What the exercise asks -> Your copy of the entries must be exact, and it must not include the pictures.
── Data shown
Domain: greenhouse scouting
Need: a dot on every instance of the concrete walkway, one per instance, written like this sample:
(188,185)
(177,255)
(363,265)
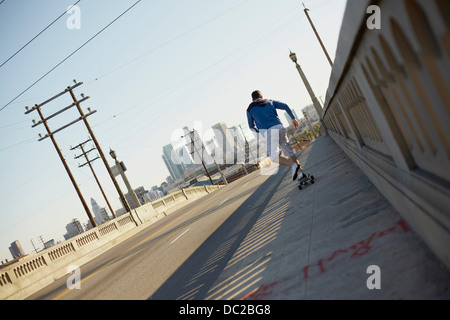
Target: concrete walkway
(318,243)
────
Response ->
Domain: greenhouse scouting
Need: a dot on every instance of the concrete walkway, one per instance, written like this sample:
(188,185)
(177,255)
(363,265)
Target: concrete walkway
(318,243)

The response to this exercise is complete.